# Task objective
Return all entries precisely as they stand, without the images.

Stored data entries:
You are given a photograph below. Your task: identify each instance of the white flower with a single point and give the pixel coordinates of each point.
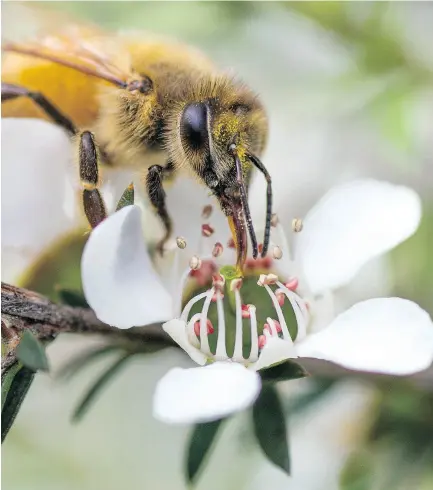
(350, 225)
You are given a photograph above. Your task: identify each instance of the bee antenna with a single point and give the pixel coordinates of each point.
(259, 165)
(244, 200)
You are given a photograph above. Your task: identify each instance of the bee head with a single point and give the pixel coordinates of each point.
(219, 128)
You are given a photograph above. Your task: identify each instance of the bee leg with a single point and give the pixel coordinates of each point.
(156, 193)
(94, 207)
(11, 91)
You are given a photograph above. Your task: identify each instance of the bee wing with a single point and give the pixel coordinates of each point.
(81, 48)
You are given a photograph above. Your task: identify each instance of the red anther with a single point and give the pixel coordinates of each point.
(277, 324)
(217, 249)
(216, 296)
(218, 281)
(207, 230)
(267, 262)
(261, 341)
(259, 263)
(281, 297)
(204, 274)
(267, 327)
(209, 327)
(292, 284)
(246, 311)
(207, 211)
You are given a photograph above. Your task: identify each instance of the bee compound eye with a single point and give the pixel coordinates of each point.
(193, 125)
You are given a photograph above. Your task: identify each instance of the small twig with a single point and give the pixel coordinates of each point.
(23, 309)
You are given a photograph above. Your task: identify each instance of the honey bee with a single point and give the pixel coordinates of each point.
(133, 101)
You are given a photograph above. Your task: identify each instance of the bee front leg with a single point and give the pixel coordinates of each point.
(156, 193)
(11, 91)
(94, 207)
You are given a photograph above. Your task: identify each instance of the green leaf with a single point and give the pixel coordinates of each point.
(14, 391)
(72, 298)
(283, 372)
(200, 443)
(318, 388)
(96, 388)
(7, 379)
(127, 197)
(80, 362)
(31, 353)
(270, 427)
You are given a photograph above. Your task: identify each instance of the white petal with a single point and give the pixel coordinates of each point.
(352, 224)
(275, 350)
(177, 331)
(119, 281)
(204, 394)
(36, 191)
(384, 335)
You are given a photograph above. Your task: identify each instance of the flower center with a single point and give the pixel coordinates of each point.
(230, 317)
(233, 318)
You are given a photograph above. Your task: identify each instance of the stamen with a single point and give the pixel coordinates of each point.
(245, 311)
(281, 297)
(217, 250)
(195, 262)
(286, 334)
(254, 353)
(277, 253)
(209, 327)
(204, 341)
(207, 230)
(185, 313)
(282, 240)
(301, 314)
(190, 330)
(292, 284)
(207, 211)
(181, 242)
(221, 351)
(237, 354)
(265, 279)
(297, 225)
(273, 327)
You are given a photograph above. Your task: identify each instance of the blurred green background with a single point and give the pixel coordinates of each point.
(349, 91)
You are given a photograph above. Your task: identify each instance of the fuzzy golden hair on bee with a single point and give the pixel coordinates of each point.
(150, 104)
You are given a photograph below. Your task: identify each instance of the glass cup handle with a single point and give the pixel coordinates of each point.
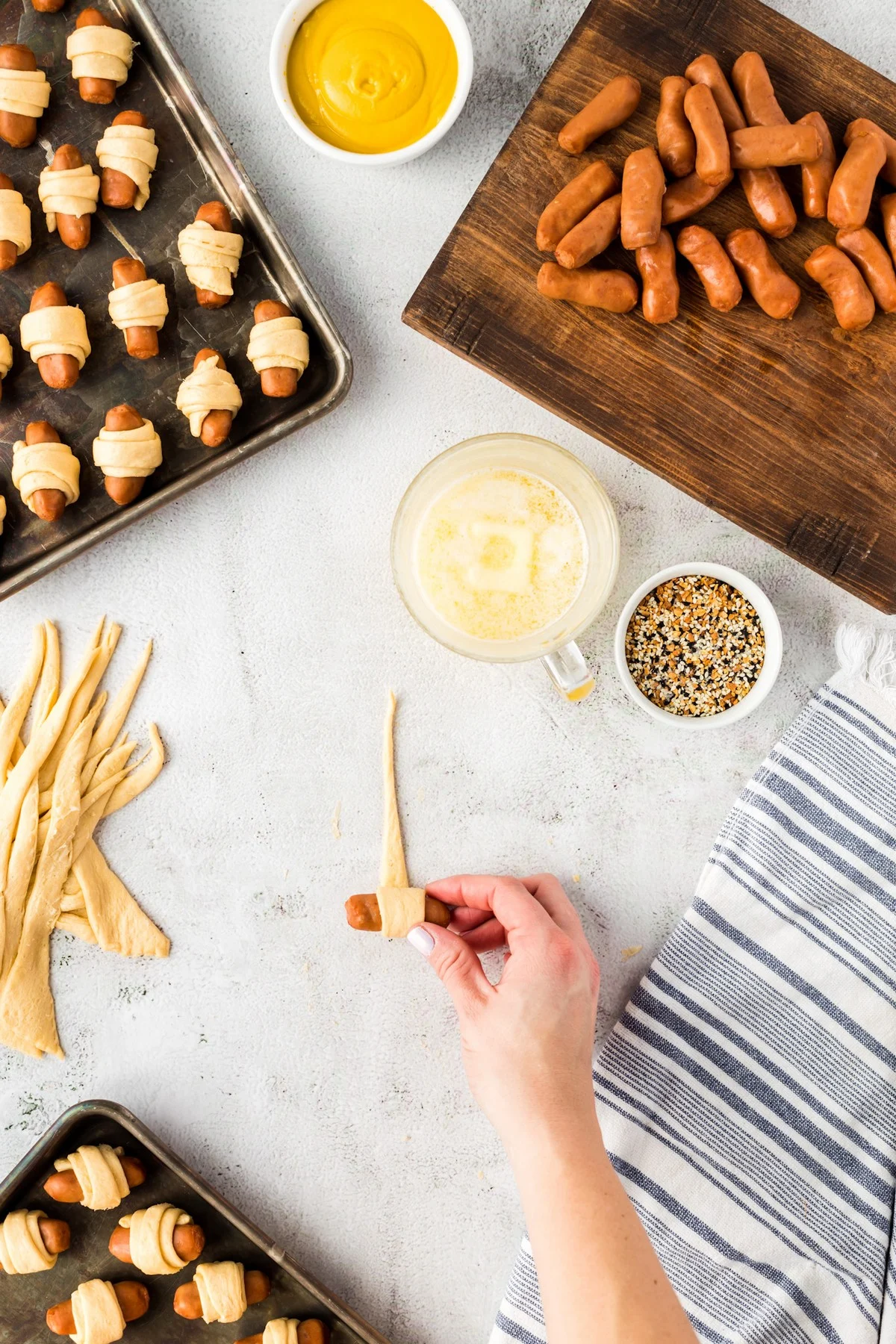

# Response area
You are given a photograph below. Your task: identify each instance of the white flower with a single point and give the pixel coordinates of each point.
(350, 225)
You are given a photograph above. Your task: identify each instance of the bee antenna with a single point and give the pixel coordinates of each point.
(259, 165)
(244, 200)
You are given a photograph above. Your task: identify each instance of the bee head with a single point and give the pixel coordinates of each point.
(219, 128)
You are given a photograph above. Your task: identify each instance of the bee leg with a single point and give the pixel coordinates of each point.
(156, 193)
(94, 207)
(11, 91)
You are given a photograph above. Your task: identify each instance of the bee wing with a single point and give the pixel coordinates of each point.
(81, 48)
You are given a photograph above. Your task: identify each instance of the red anther with a single point and give the pixel coordinates of each point.
(277, 324)
(217, 249)
(216, 296)
(218, 281)
(207, 230)
(267, 262)
(261, 341)
(259, 263)
(281, 297)
(204, 274)
(267, 327)
(209, 327)
(292, 284)
(246, 311)
(207, 211)
You are given a photograph above. Your task: identify each instance of the bee compound eye with a single point and give the pixel coordinates of each point.
(193, 125)
You are given a photograph above. Your task: identify each instance of the small twig with a single point and give the pixel coordinates of each point.
(23, 309)
You are given a photograph above. Your task: identify each instance of the honey bee with a single point and give the pixel coordinates of each point.
(133, 101)
You are given a photograph above. Your task: identify each instance of the bee front leg with a single point and give the pixel coordinates of each point.
(156, 193)
(11, 91)
(94, 207)
You are given a photograph above. Your task: identify each instance of the green leaf with a single point and give the pixel coordinates of each point.
(14, 391)
(72, 298)
(283, 372)
(200, 443)
(318, 388)
(96, 388)
(7, 379)
(127, 197)
(80, 362)
(31, 353)
(270, 427)
You are given a photograph above. Your task: identify each instance of the white petal with a single point and give the pixel coordinates of each point.
(352, 224)
(275, 350)
(177, 331)
(119, 281)
(204, 394)
(36, 191)
(384, 335)
You are given a photograph above. Your task: identify each instance of the flower center with a single point and give the pixel coordinates of each point.
(230, 317)
(233, 318)
You are given a photograph above. Your task: identify each instance of the stamen with a single point and give the pixel coordinates of each point.
(245, 311)
(281, 297)
(217, 250)
(195, 262)
(286, 334)
(254, 353)
(277, 253)
(209, 327)
(204, 341)
(207, 230)
(185, 313)
(282, 240)
(301, 314)
(190, 330)
(292, 284)
(207, 211)
(181, 242)
(221, 351)
(237, 354)
(265, 279)
(297, 225)
(273, 327)
You are given a photograph above. Your task: identify each instance of the blurred green background with a single point and give the pixel coordinates of each point.
(349, 91)
You are given a photograph above. Your task: identify each instance of the fuzzy golden hair on bee with a single point and give the pixel coordinates of each point.
(150, 104)
You are given a photograph below. Your task: identify each instance of the glass cup handle with a single point and give the pixel coordinates of each point.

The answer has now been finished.